/---

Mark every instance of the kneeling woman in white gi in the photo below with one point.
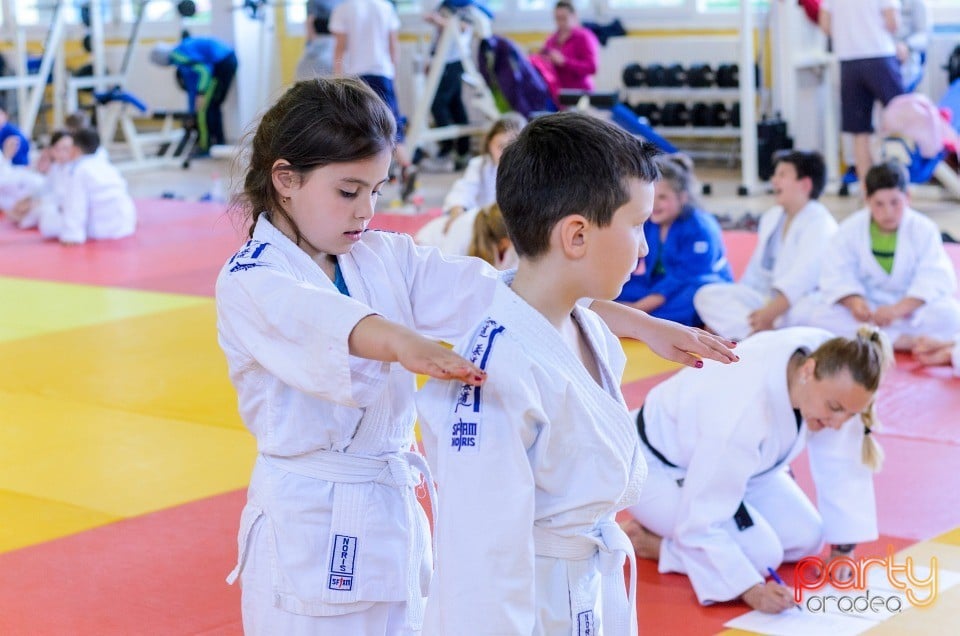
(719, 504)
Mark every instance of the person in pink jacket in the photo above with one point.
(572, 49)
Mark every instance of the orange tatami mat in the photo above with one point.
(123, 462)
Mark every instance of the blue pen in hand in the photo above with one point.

\---
/---

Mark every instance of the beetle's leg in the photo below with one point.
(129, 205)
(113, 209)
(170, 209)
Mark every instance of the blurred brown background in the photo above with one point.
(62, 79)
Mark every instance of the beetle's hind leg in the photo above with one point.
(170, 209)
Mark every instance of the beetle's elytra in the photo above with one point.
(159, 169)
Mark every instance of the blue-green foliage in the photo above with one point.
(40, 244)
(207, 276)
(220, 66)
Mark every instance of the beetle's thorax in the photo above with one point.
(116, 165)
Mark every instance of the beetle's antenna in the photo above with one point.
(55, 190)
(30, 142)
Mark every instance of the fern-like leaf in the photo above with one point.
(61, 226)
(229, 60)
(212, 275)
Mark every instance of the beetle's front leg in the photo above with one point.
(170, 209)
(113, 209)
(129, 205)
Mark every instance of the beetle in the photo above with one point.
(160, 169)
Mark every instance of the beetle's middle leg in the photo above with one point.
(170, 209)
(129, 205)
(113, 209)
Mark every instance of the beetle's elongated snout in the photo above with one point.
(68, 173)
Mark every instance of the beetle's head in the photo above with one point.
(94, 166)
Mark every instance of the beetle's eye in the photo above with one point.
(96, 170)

\---

### Exercise requirements:
Reproduce the records above word for word, starting with the line containing "Mark every instance of the kneeling" and going on through the line containing "Mark every instance of the blue pen". Leave the pictures out of your answer.

### Exercise result:
Mark every instance of the kneeling woman in white gi in the photo below with one point.
(719, 504)
Mark every instance of the person in pink jacket in the photo above with one point.
(572, 49)
Mark every instance of the orange tatami mat in the photo above with one point.
(123, 462)
Mark every instance of the blue pen in hand in the photo above with one point.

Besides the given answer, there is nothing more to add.